PAGE EXTRACT:
[Start]
# Canmax400dei



## mad_cap_1 (Mar 3, 2009)

Hello all, I recently purchased a Viper 5902 with a Canmax400DEI bypass for a 2006 Trailblazer LT. My problem is that the installation manual that came with it is for a Dodge or Jeep. I have downloaded the manual from Xpresskit.com but it only shows one wire being used from its 20-pin connector. Is this right or should there be more. I have searched and searched several different websites and forums but haven't been able to find the correct installation manual.

Can someone help me out? I have everything else I need to get this thing installed, but I would really like to know that I am installing it correctly seeing how this is about to become my only vehicle.

Thanks in advance.


----------



## jaggerwild (May 21, 2007)

mad_cap_1 said:


> Hello all, I recently purchased a Viper 5902 with a Canmax400DEI bypass for a 2006 Trailblazer LT. My problem is that the installation manual that came with it is for a Dodge or Jeep. I have downloaded the manual from Xpresskit.com but it only shows one wire being used from its 20-pin connector. Is this right or should there be more. I have searched and searched several different websites and forums but haven't been able to find the correct installation manual.
> 
> Can someone help me out? I have everything else I need to get this thing installed, but I would really like to know that I am installing it correctly seeing how this is about to become my only vehicle.
> 
> Thanks in advance.


 Does it have a plug that goes directly into the alarm(MOLEX)? Can you link me to the original source so I can take a look? OK I googled it you can use it on many cars as the firm ware will change not the module according to what car you use it on. What wire does it show to hook up? It should plug right in to the main module so it will not need the other wires as some older units did. You may need a bit writer or have the place flash it for you before purchase. I'm sure you can call them to with any questions....

the instructions for install are here on this page you just need to find witch version number it is I THINK IT SAID GM 1(BUT DO YOUR HOME WORK FIRST).
http://www.xpresskit.com/Documents.aspx?productid=81


----------



## mad_cap_1 (Mar 3, 2009)

I found the install manual for the module, http://www.xpresskit.com/Documents.aspx?productid=82 I have the 400dei. It just seems like connecting just the one wire from the canmax to the ODBII isn't enough. Is this because it plugs directly into the 5902 itself? Also you are correct, I did need GM1, and I did have to re-flash. I will take pictures of the 5902 with canmax400dei installed and the 20 pin connector and upload them as soon as I can find my camera.


----------



## mad_cap_1 (Mar 3, 2009)

here is the green wire shown in the installation manual and the canmax400dei installed in the viper unit.
[End]
RECORD EXTRACTS:
[Start]
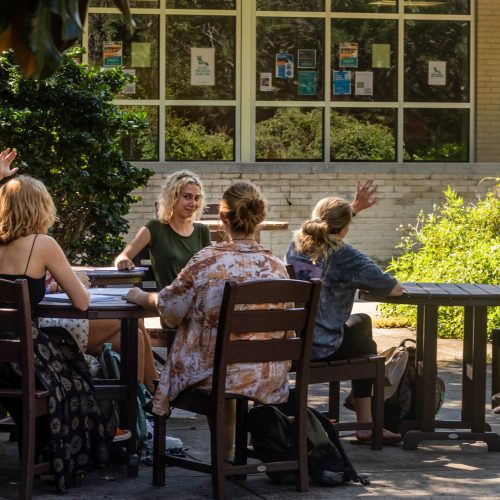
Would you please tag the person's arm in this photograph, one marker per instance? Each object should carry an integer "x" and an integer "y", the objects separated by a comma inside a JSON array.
[
  {"x": 365, "y": 196},
  {"x": 58, "y": 266},
  {"x": 141, "y": 240},
  {"x": 6, "y": 158}
]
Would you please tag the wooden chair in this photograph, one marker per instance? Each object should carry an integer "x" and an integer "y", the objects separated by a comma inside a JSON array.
[
  {"x": 15, "y": 316},
  {"x": 234, "y": 321},
  {"x": 365, "y": 367}
]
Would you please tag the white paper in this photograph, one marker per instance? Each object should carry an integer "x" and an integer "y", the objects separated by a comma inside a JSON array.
[
  {"x": 364, "y": 83},
  {"x": 202, "y": 66},
  {"x": 437, "y": 72}
]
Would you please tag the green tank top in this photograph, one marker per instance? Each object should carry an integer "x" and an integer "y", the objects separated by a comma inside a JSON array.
[{"x": 170, "y": 251}]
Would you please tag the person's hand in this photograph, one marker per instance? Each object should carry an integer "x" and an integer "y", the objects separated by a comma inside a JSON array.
[
  {"x": 365, "y": 196},
  {"x": 124, "y": 263},
  {"x": 6, "y": 158},
  {"x": 137, "y": 296}
]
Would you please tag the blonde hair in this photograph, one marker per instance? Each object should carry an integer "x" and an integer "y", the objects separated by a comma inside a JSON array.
[
  {"x": 244, "y": 206},
  {"x": 26, "y": 207},
  {"x": 319, "y": 236},
  {"x": 171, "y": 190}
]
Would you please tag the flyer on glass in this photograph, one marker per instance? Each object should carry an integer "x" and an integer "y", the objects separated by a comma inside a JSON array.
[
  {"x": 364, "y": 83},
  {"x": 202, "y": 66},
  {"x": 342, "y": 82},
  {"x": 112, "y": 54},
  {"x": 348, "y": 57},
  {"x": 284, "y": 65}
]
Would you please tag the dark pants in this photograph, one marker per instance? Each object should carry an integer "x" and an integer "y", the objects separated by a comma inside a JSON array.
[{"x": 357, "y": 341}]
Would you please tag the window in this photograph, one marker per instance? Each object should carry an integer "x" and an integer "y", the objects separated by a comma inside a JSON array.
[{"x": 293, "y": 80}]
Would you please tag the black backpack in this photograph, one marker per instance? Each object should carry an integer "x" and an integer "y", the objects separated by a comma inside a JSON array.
[
  {"x": 272, "y": 439},
  {"x": 401, "y": 404}
]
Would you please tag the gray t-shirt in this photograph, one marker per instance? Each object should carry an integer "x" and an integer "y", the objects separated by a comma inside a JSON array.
[{"x": 345, "y": 271}]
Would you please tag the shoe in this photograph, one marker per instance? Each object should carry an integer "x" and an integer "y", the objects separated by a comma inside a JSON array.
[{"x": 121, "y": 435}]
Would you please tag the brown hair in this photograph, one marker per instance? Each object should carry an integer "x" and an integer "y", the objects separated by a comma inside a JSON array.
[
  {"x": 171, "y": 190},
  {"x": 319, "y": 236},
  {"x": 26, "y": 207},
  {"x": 244, "y": 206}
]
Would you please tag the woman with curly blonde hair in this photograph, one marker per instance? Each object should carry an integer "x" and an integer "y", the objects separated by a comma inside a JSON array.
[
  {"x": 174, "y": 237},
  {"x": 318, "y": 250}
]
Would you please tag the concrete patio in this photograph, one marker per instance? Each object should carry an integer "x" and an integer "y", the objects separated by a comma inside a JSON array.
[{"x": 445, "y": 470}]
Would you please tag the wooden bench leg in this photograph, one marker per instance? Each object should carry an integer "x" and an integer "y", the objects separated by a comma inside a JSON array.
[{"x": 495, "y": 368}]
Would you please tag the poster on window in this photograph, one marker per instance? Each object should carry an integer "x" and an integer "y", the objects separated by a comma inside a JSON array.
[
  {"x": 284, "y": 65},
  {"x": 364, "y": 83},
  {"x": 437, "y": 72},
  {"x": 112, "y": 54},
  {"x": 341, "y": 82},
  {"x": 266, "y": 82},
  {"x": 202, "y": 66},
  {"x": 306, "y": 58},
  {"x": 381, "y": 55},
  {"x": 307, "y": 82},
  {"x": 348, "y": 57}
]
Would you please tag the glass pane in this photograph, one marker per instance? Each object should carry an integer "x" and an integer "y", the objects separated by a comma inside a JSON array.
[
  {"x": 133, "y": 3},
  {"x": 110, "y": 45},
  {"x": 199, "y": 133},
  {"x": 363, "y": 134},
  {"x": 364, "y": 56},
  {"x": 364, "y": 5},
  {"x": 292, "y": 5},
  {"x": 436, "y": 135},
  {"x": 201, "y": 4},
  {"x": 142, "y": 145},
  {"x": 289, "y": 59},
  {"x": 437, "y": 6},
  {"x": 201, "y": 57},
  {"x": 437, "y": 61},
  {"x": 289, "y": 134}
]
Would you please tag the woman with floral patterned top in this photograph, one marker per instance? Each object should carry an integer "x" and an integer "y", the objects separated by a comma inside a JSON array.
[{"x": 192, "y": 303}]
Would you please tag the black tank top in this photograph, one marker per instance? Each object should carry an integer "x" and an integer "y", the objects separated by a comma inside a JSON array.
[{"x": 36, "y": 286}]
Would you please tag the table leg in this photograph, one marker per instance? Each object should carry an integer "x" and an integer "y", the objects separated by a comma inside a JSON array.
[{"x": 128, "y": 376}]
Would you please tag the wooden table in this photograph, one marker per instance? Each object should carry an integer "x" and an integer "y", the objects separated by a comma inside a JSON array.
[
  {"x": 124, "y": 389},
  {"x": 215, "y": 225},
  {"x": 104, "y": 276},
  {"x": 428, "y": 297}
]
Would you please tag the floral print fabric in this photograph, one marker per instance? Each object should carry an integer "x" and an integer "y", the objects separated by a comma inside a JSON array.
[{"x": 192, "y": 302}]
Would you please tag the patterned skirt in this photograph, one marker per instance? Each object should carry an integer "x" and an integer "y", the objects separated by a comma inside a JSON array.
[{"x": 80, "y": 434}]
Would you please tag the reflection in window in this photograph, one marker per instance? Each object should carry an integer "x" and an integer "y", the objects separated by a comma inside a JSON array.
[
  {"x": 201, "y": 4},
  {"x": 289, "y": 134},
  {"x": 437, "y": 6},
  {"x": 111, "y": 45},
  {"x": 368, "y": 50},
  {"x": 364, "y": 5},
  {"x": 437, "y": 61},
  {"x": 289, "y": 59},
  {"x": 363, "y": 135},
  {"x": 141, "y": 144},
  {"x": 201, "y": 58},
  {"x": 199, "y": 133},
  {"x": 436, "y": 135},
  {"x": 291, "y": 5}
]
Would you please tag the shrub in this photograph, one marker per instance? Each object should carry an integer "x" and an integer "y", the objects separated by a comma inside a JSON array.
[
  {"x": 457, "y": 243},
  {"x": 68, "y": 133}
]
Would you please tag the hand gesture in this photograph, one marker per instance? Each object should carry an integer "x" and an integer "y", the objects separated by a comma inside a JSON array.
[
  {"x": 6, "y": 158},
  {"x": 364, "y": 196}
]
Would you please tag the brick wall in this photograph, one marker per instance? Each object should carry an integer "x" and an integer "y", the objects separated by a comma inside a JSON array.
[
  {"x": 488, "y": 81},
  {"x": 292, "y": 190}
]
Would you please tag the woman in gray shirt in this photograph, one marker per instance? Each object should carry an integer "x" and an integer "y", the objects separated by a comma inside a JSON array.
[{"x": 318, "y": 250}]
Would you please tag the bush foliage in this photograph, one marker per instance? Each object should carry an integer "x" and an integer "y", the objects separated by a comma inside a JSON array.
[
  {"x": 68, "y": 134},
  {"x": 456, "y": 243}
]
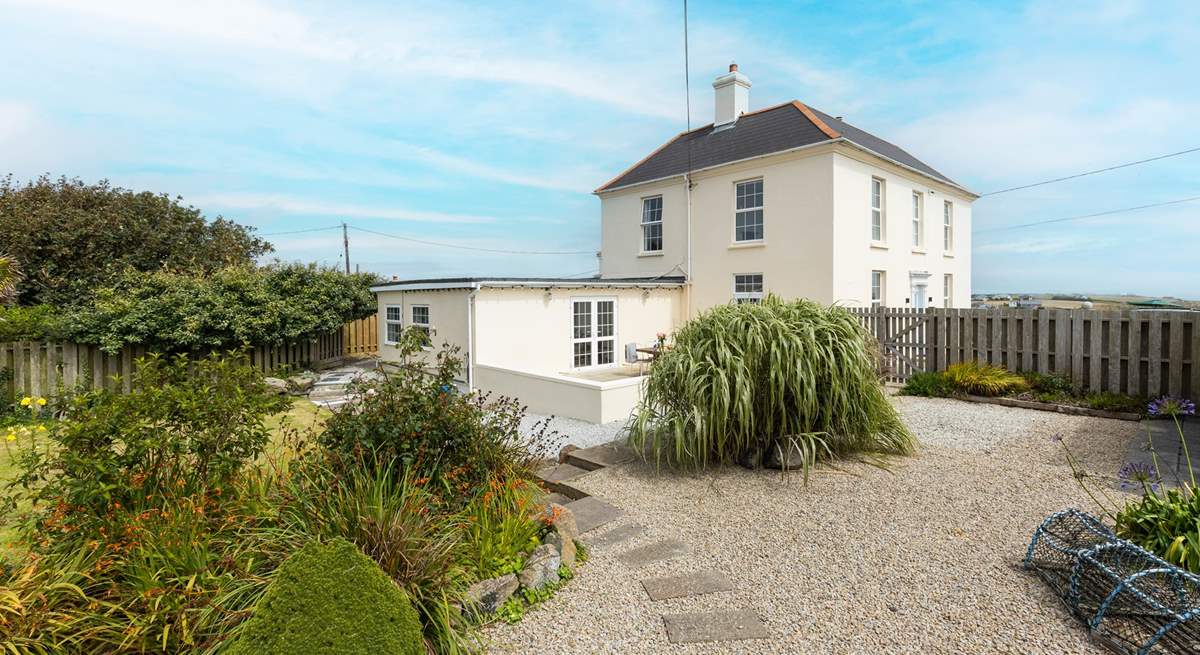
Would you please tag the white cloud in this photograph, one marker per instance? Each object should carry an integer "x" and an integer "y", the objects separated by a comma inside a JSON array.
[{"x": 288, "y": 204}]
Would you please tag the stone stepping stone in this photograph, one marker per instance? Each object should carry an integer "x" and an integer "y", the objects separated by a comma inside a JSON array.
[
  {"x": 598, "y": 457},
  {"x": 714, "y": 626},
  {"x": 653, "y": 553},
  {"x": 688, "y": 584},
  {"x": 615, "y": 536},
  {"x": 591, "y": 512}
]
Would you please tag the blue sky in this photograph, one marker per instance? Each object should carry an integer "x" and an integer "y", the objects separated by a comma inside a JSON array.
[{"x": 487, "y": 125}]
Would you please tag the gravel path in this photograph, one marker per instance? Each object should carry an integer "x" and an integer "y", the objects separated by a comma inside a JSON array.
[{"x": 922, "y": 558}]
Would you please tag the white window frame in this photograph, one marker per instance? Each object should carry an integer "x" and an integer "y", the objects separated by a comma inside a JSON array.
[
  {"x": 762, "y": 212},
  {"x": 593, "y": 336},
  {"x": 918, "y": 220},
  {"x": 748, "y": 296},
  {"x": 388, "y": 322},
  {"x": 879, "y": 210},
  {"x": 948, "y": 226},
  {"x": 647, "y": 224}
]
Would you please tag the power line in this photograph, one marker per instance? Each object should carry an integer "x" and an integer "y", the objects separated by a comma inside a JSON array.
[
  {"x": 1181, "y": 200},
  {"x": 1091, "y": 172},
  {"x": 298, "y": 230},
  {"x": 466, "y": 247}
]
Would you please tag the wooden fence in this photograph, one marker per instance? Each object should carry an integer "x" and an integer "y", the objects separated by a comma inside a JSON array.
[
  {"x": 361, "y": 337},
  {"x": 39, "y": 368},
  {"x": 1137, "y": 353}
]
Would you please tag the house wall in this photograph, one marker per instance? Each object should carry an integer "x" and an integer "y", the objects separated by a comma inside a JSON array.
[
  {"x": 856, "y": 256},
  {"x": 523, "y": 330},
  {"x": 795, "y": 256},
  {"x": 448, "y": 319},
  {"x": 816, "y": 228}
]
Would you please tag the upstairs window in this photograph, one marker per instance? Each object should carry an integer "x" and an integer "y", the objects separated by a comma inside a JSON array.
[
  {"x": 393, "y": 324},
  {"x": 948, "y": 226},
  {"x": 748, "y": 216},
  {"x": 918, "y": 220},
  {"x": 748, "y": 288},
  {"x": 877, "y": 288},
  {"x": 652, "y": 224},
  {"x": 876, "y": 209}
]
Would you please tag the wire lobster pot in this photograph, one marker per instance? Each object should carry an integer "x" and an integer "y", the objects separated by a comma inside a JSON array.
[{"x": 1131, "y": 600}]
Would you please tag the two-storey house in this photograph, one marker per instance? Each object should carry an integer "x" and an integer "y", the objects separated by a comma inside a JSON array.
[{"x": 785, "y": 199}]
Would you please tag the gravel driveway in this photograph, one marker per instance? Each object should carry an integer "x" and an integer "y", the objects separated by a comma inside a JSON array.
[{"x": 923, "y": 558}]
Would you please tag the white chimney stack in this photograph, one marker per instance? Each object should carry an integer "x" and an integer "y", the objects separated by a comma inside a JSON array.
[{"x": 732, "y": 96}]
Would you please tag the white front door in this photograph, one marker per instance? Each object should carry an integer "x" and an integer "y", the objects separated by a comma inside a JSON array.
[{"x": 919, "y": 299}]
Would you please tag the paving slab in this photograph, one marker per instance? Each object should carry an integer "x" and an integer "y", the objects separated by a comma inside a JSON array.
[
  {"x": 714, "y": 626},
  {"x": 653, "y": 553},
  {"x": 598, "y": 457},
  {"x": 615, "y": 536},
  {"x": 688, "y": 584},
  {"x": 591, "y": 512}
]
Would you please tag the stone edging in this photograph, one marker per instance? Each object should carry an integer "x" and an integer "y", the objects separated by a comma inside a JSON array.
[{"x": 1053, "y": 407}]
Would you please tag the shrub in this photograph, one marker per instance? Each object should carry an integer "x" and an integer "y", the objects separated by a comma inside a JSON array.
[
  {"x": 36, "y": 323},
  {"x": 929, "y": 384},
  {"x": 983, "y": 379},
  {"x": 331, "y": 599},
  {"x": 227, "y": 308},
  {"x": 184, "y": 430},
  {"x": 418, "y": 419},
  {"x": 395, "y": 521},
  {"x": 739, "y": 378}
]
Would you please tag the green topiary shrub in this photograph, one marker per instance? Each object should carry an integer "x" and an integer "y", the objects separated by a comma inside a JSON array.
[{"x": 331, "y": 599}]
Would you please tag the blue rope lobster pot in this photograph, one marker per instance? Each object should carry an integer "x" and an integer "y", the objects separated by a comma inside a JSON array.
[{"x": 1131, "y": 600}]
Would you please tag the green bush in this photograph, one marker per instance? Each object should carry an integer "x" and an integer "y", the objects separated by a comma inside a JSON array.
[
  {"x": 417, "y": 419},
  {"x": 71, "y": 238},
  {"x": 36, "y": 323},
  {"x": 227, "y": 308},
  {"x": 331, "y": 599},
  {"x": 741, "y": 378},
  {"x": 983, "y": 379},
  {"x": 930, "y": 385}
]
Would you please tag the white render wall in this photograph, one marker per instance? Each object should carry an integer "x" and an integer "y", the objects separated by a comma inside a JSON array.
[
  {"x": 816, "y": 228},
  {"x": 857, "y": 256}
]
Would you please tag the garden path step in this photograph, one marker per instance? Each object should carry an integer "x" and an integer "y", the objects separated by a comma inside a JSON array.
[
  {"x": 598, "y": 457},
  {"x": 653, "y": 553},
  {"x": 688, "y": 584},
  {"x": 591, "y": 512},
  {"x": 714, "y": 626},
  {"x": 616, "y": 535}
]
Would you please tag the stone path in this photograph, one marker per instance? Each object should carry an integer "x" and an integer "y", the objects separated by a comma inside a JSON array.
[{"x": 591, "y": 514}]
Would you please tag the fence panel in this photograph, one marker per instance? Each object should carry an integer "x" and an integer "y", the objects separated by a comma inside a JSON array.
[{"x": 1137, "y": 353}]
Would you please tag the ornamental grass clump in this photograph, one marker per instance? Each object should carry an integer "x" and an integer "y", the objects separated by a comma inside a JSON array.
[{"x": 745, "y": 380}]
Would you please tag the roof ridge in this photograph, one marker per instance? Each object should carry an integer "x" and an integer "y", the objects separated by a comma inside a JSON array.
[{"x": 816, "y": 120}]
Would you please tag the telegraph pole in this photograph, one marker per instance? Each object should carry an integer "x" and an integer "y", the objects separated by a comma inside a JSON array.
[{"x": 346, "y": 248}]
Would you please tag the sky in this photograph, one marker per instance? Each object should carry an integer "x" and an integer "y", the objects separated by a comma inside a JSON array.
[{"x": 489, "y": 125}]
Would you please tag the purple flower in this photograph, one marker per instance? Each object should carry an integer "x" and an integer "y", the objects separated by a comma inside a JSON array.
[
  {"x": 1137, "y": 474},
  {"x": 1170, "y": 406}
]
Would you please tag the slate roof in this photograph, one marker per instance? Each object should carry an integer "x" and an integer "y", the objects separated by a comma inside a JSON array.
[{"x": 756, "y": 133}]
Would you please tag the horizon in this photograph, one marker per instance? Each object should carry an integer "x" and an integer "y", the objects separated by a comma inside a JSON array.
[{"x": 489, "y": 127}]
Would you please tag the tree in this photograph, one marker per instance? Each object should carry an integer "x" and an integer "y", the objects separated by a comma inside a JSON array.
[
  {"x": 228, "y": 308},
  {"x": 72, "y": 238}
]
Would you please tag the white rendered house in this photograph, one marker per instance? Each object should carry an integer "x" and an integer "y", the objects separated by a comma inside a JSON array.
[{"x": 785, "y": 199}]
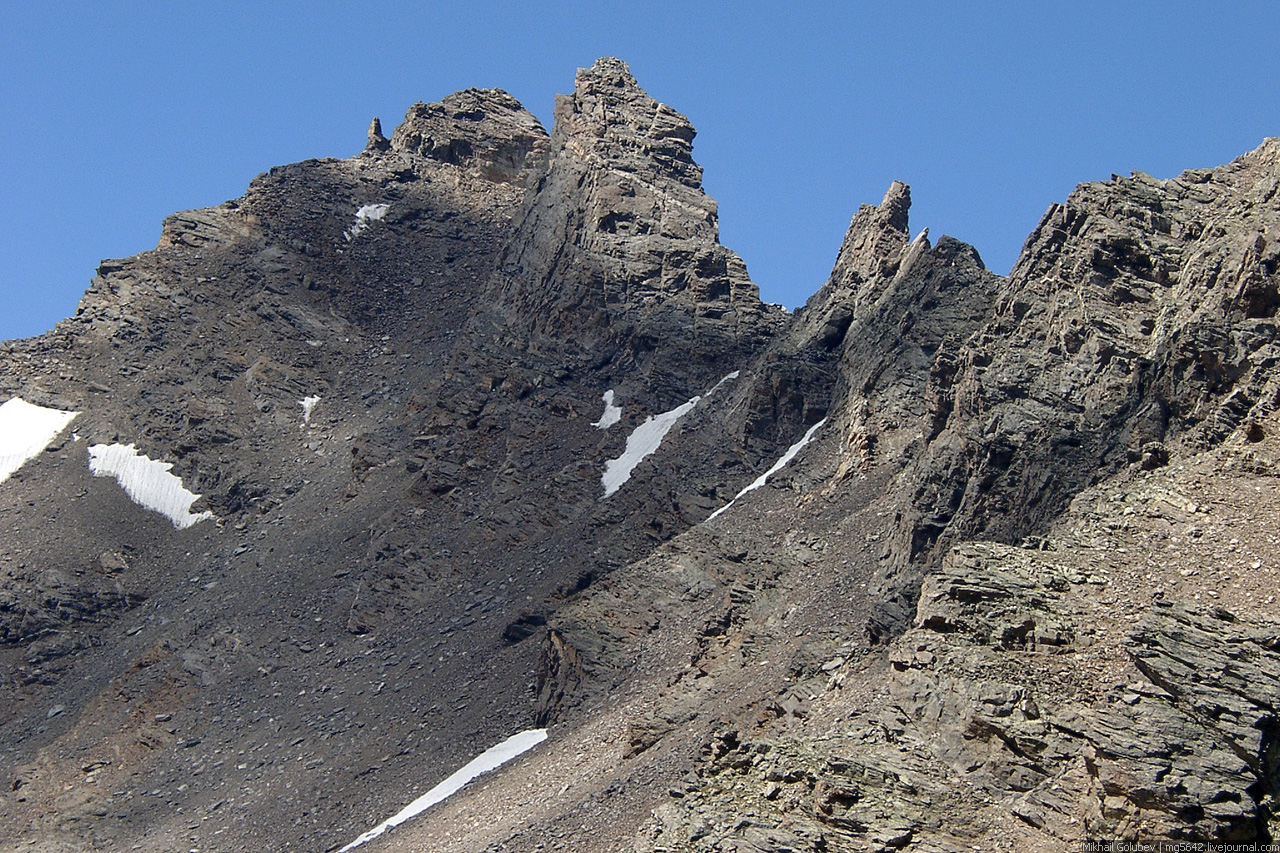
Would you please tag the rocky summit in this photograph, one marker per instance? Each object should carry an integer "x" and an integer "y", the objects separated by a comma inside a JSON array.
[End]
WHAT YOU WILL DO:
• A. Return, character for character, the passage of the Canmax400DEI thread that begins with the words "Does it have" and ends with "with any questions....".
• B. Write the next part of the forum thread about installing the Canmax400DEI bypass, starting right after its last sentence.

SOLVED PROBLEMS:
• A.
Does it have a plug that goes directly into the alarm(MOLEX)? Can you link me to the original source so I can take a look? OK I googled it you can use it on many cars as the firm ware will change not the module according to what car you use it on. What wire does it show to hook up? It should plug right in to the main module so it will not need the other wires as some older units did. You may need a bit writer or have the place flash it for you before purchase. I'm sure you can call them to with any questions....

• B.
----------



## mad_cap_1 (Mar 3, 2009)

here is the separate units and there connection points. I have a feeling I am way over-thinking this. It just seems too easy to just use the one wire.:4-dontkno


----------



## jaggerwild (May 21, 2007)

mad_cap_1 said:


> I found the install manual for the module, http://www.xpresskit.com/Documents.aspx?productid=82 I have the 400dei. It just seems like connecting just the one wire from the canmax to the ODBII isn't enough. Is this because it plugs directly into the 5902 itself? Also you are correct, I did need GM1, and I did have to re-flash. I will take pictures of the 5902 with canmax400dei installed and the 20 pin connector and upload them as soon as I can find my camera.


Yes it should plug in to the main unit, the instruction read like this
step 1


> Make all connections
> as per wiring
> schematics either
> W2W or D2D


 Here I would assume by D2D they mean data-bus to data-bus(if it plugs in and there is a red wire indicating power, black wire indicating ground than yeah) IF AT THIS POINT YOUR STILL NOT SURE CALL THEM UP i suggest calling them anyway.
Step 2


> Connect the 20 pin
> harness to the module.


Step 3


> Make sure both jumpers on
> Responder are in the
> horizontal position to Operate.


Step 4


> Connect the
> system to the
> vehicle according
> to instructions.


Step 5


> If connected in D2D
> Connect
> 4 PIN D2D
> harness.


 Assuming it is a D2D if not than you will use the other part of step 5.

Step 6 See module programing(see page 5)

Step 7


> Green LED will turn ON 3
> seconds, and then turn OFF


 I think they mean IF the unit is hooked up correctly......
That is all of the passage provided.